Exociedade.

Sugestão do Mauro: “Esse é para o Somir. Se ele encontrasse um planeta viável à vida humana. Como ele organizaria a sociedade? Como formaria um sistema econômico a partir do zero? Sistema político e afins. Como se coloca um mundo para funcionar do zero?” – Uma pessoa normal se assustaria com esse tema, mas para a sorte de vocês e o azar de todas minhas ex-namoradas, esse não é o meu caso! Excelente sugestão! Vamos criar um mundo novo?

Mas antes disso, precisamos de regras. Não porque regras são divertidas, mas porque são necessárias: se é a sua primeira vez pensando em como desenvolver uma sociedade do zero em um novo planeta, você provavelmente não teve tempo de calcular a quantidade absurda de variáveis envolvidas. Não só sobre sua responsabilidade como criador dessa sociedade, mas também pela tecnologia envolvida. Cada pequena variação no cenário prévio ao estabelecimento da humanidade em um novo planeta gera um plano completamente diferente! Eu tenho certeza que poderia escrever uma série de livros só com essas variações. Mas, nosso tempo é mais limitado aqui. Por isso, vamos escolher algumas perguntas básicas e criar as sociedades baseadas nas respostas.

Pergunta 1: conseguimos viajar mais rápido que a velocidade da luz? Isso importa pois o mais próximo que um planeta habitável pode estar da Terra atualmente é ao redor de Próxima Centauri, distante quatro anos-luz de nós. Parece pouco, mas sua mensagem de WhatsApp demoraria oito anos para ficar com a marquinha azulada de mensagem lida caso você tivesse um amigo por lá. Sem viagem mais rápida que a luz, esse planeta estaria efetivamente isolado do resto da humanidade.

Pergunta 2: temos inteligência artificial generalista? Vulgo inteligência artificial que “pensa sozinha”. Se sim, provavelmente já estamos independentes de trabalho braçal e temos uma segurança gigantesca sobre manutenção de conhecimento acumulado. Se não, o ser humano precisa prosperar pela própria capacidade e ser capaz de se autorregular se quiser ter qualquer chance de sucesso.

Pergunta 3: existem úteros artificiais? Essa pergunta não é importante apenas pela repercussão no papel da mulher biológica na sociedade, mas também pode dar uma grande sobrevida à humanidade em caso de algum problema.

E finalmente, pergunta 4: o criador dessa sociedade terá alguma consequência negativa se tudo der errado? Vejam bem, se eu estiver pressionado para a sociedade funcionar, é melhor não reinventar a roda. Se for algo mais descontraído, existem várias alternativas mais divertidas.

_ _ _ _

● **Objetivo do exercício**
Resuma em duas frases o texto sobre como organizar do zero uma sociedade em outro planeta.

● **Informações fornecidas**
_ _ _ _

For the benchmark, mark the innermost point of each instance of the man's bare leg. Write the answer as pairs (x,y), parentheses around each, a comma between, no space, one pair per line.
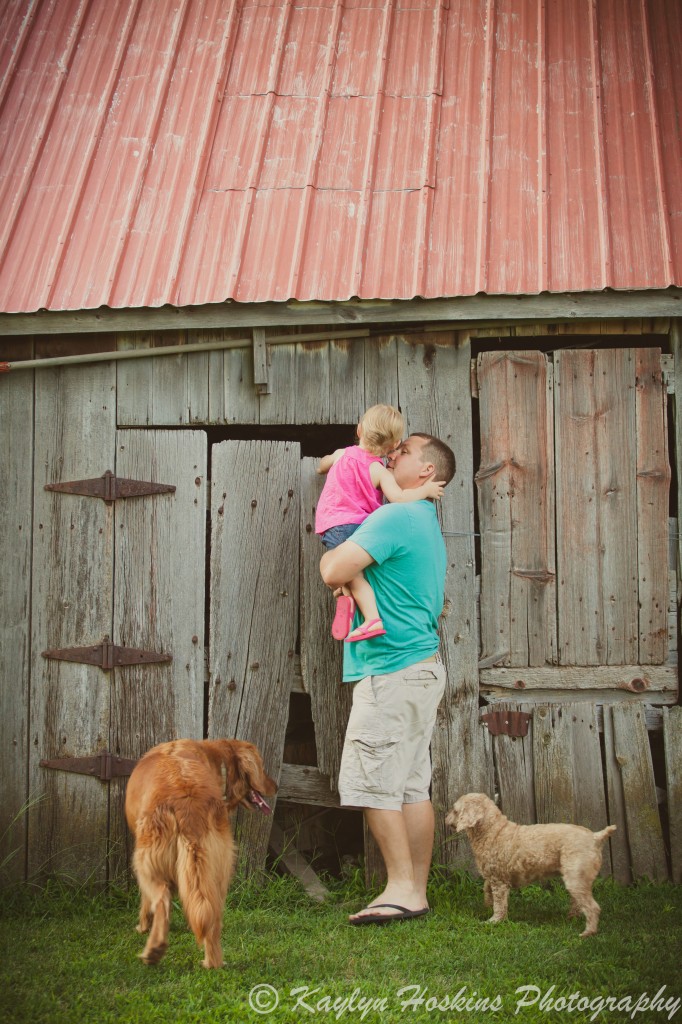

_ _ _ _

● **Resposta do exercício**
A partir de uma sugestão sobre como se organizaria do zero uma sociedade num planeta viável à vida humana, o texto afirma que antes é preciso definir regras, porque cada pequena variação no cenário prévio gera um plano completamente diferente. Para isso, propõe quatro perguntas básicas: se conseguimos viajar mais rápido que a luz, se temos inteligência artificial generalista, se existem úteros artificiais e se o criador dessa sociedade terá alguma consequência negativa caso tudo dê errado.